» **TASK DIRECTIONS**
Your reply should contain only the line with "Would you mind pointing out the eiffel tower in" and the lines after it through the end of the data, each written out exactly.

**** INFORMATION PROVIDED

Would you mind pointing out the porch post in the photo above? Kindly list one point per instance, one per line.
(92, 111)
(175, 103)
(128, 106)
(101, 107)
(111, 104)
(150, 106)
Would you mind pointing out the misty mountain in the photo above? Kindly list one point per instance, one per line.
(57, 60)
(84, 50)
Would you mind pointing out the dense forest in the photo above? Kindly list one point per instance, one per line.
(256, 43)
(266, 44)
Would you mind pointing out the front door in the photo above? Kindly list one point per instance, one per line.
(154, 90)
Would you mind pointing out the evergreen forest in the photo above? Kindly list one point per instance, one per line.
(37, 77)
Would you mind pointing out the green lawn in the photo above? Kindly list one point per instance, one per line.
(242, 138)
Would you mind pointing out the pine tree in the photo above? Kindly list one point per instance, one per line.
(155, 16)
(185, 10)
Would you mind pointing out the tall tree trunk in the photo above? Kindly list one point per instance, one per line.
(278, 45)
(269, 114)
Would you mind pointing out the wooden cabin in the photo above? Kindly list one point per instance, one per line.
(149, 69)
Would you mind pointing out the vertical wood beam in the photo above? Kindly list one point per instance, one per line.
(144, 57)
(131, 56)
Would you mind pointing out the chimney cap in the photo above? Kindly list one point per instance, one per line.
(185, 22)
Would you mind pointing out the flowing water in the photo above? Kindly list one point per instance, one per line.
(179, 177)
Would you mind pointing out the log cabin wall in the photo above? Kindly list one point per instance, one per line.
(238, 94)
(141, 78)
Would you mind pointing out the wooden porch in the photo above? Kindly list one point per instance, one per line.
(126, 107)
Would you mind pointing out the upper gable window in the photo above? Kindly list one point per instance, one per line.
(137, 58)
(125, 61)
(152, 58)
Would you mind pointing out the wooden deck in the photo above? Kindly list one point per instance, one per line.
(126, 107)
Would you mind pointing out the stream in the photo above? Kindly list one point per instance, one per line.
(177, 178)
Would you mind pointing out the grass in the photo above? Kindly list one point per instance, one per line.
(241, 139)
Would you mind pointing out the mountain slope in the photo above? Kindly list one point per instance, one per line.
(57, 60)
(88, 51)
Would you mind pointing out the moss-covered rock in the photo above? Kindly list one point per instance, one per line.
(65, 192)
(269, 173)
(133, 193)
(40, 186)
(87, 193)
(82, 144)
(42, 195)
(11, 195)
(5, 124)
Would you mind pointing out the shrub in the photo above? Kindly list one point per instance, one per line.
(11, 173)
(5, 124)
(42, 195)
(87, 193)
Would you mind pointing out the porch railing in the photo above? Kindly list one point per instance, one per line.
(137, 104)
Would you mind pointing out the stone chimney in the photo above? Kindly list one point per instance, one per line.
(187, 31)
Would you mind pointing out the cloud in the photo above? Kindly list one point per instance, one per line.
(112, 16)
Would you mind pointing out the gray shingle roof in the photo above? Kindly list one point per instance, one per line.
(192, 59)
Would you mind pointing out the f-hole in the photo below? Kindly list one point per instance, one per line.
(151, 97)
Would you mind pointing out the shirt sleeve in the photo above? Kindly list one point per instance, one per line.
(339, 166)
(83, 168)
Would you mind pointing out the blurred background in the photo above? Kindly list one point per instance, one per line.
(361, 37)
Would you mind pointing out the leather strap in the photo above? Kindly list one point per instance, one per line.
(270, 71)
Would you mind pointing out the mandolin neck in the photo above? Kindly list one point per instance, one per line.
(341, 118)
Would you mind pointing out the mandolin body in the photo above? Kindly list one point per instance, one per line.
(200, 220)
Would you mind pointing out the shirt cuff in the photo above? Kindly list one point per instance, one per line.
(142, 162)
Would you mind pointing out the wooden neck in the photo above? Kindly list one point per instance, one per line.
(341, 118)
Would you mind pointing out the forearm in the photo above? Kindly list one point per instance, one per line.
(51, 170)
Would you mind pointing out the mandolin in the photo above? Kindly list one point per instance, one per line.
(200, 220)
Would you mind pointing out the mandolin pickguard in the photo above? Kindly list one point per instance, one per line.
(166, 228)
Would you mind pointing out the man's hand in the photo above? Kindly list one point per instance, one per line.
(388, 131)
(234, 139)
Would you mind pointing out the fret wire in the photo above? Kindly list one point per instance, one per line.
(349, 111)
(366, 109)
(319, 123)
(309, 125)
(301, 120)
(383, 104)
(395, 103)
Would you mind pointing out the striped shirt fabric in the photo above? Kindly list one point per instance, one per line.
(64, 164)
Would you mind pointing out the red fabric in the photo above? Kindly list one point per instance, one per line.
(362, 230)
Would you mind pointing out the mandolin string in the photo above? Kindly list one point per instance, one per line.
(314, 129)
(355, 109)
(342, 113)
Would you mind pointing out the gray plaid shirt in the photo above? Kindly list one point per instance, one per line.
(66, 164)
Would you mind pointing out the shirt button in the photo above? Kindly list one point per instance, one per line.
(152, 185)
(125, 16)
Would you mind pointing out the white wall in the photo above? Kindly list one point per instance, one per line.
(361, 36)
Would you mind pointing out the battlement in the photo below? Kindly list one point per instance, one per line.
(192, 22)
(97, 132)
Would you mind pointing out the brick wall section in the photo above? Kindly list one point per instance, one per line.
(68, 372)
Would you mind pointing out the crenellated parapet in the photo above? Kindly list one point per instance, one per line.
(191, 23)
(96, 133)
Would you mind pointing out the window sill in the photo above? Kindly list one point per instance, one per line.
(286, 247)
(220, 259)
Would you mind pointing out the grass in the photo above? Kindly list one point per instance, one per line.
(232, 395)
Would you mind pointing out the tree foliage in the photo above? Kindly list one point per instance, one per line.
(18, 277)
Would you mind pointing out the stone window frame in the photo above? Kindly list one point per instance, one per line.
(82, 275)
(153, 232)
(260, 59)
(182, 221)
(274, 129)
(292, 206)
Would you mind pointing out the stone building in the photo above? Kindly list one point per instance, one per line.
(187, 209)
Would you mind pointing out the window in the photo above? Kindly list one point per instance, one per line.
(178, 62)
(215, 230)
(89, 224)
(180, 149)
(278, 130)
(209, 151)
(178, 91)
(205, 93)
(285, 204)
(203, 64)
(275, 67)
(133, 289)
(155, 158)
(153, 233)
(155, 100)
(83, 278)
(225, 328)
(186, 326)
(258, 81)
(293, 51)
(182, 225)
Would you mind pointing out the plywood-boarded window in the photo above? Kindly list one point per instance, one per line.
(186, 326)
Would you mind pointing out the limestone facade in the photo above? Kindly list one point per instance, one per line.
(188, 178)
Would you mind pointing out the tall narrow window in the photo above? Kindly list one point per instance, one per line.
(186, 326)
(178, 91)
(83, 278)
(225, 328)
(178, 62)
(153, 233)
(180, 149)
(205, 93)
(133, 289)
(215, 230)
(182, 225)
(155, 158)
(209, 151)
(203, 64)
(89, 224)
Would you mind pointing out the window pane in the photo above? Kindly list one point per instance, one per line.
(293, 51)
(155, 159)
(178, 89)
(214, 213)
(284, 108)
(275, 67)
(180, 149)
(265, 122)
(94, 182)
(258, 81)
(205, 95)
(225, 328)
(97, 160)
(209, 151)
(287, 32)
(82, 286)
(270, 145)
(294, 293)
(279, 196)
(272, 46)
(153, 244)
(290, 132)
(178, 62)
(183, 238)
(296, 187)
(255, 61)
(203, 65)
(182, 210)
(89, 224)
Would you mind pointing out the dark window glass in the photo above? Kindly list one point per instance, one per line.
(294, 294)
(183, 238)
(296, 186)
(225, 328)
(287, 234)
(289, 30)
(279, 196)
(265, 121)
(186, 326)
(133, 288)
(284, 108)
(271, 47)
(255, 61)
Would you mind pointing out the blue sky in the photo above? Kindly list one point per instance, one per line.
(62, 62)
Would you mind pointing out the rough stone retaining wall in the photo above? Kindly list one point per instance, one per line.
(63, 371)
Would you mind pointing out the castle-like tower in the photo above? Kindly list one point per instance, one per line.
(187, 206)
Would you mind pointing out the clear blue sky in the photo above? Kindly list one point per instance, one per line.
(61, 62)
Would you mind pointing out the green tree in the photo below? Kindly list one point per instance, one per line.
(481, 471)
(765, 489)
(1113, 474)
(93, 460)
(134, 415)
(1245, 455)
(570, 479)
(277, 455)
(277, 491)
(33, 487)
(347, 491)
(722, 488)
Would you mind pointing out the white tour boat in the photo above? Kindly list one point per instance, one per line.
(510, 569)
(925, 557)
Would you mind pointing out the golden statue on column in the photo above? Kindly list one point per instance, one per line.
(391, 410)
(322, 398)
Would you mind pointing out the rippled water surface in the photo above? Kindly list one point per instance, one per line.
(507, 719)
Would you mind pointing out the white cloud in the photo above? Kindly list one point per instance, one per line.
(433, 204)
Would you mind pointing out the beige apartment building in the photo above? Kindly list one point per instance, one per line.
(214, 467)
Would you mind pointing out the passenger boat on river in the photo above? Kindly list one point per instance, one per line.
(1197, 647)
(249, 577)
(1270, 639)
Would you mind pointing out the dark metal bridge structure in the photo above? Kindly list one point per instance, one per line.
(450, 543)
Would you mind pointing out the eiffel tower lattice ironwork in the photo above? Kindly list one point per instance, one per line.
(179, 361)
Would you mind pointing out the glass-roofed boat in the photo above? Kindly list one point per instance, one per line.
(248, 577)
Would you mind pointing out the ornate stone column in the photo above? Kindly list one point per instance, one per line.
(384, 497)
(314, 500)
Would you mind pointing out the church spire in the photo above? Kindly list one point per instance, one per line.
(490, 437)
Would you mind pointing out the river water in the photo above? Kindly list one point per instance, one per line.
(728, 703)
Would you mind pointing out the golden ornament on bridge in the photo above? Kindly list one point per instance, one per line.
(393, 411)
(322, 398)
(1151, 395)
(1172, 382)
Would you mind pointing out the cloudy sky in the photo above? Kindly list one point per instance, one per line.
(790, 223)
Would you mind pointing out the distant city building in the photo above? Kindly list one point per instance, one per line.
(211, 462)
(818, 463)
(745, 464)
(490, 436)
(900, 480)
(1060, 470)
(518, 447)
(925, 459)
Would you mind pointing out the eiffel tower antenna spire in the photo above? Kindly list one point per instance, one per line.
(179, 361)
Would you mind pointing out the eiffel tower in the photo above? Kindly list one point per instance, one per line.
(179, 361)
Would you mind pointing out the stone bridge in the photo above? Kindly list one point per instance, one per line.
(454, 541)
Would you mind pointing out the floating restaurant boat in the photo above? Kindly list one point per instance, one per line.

********

» **WRITTEN SOLUTION**
Would you mind pointing out the eiffel tower in the photo above? Kindly list one point per instance, one per line.
(179, 361)
Would you mind pointing out the stone bridge in the photo above? Kindly list one point per instance, one per line.
(454, 541)
Would you mind pointing out the floating restaurant boat in the photo above? Kindly list one point per instance, one per line.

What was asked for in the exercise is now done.